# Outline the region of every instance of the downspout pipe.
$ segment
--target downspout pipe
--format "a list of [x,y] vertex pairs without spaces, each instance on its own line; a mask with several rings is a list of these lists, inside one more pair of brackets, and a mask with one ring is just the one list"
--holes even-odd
^^^^
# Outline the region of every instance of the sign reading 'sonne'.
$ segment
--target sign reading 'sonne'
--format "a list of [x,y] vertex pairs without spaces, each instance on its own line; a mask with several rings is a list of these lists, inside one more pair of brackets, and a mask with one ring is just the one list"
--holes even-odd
^^^^
Do this: Return every line of the records that contains the string "target", treating uppercase and lowercase as different.

Task solution:
--target downspout pipe
--target sign reading 'sonne'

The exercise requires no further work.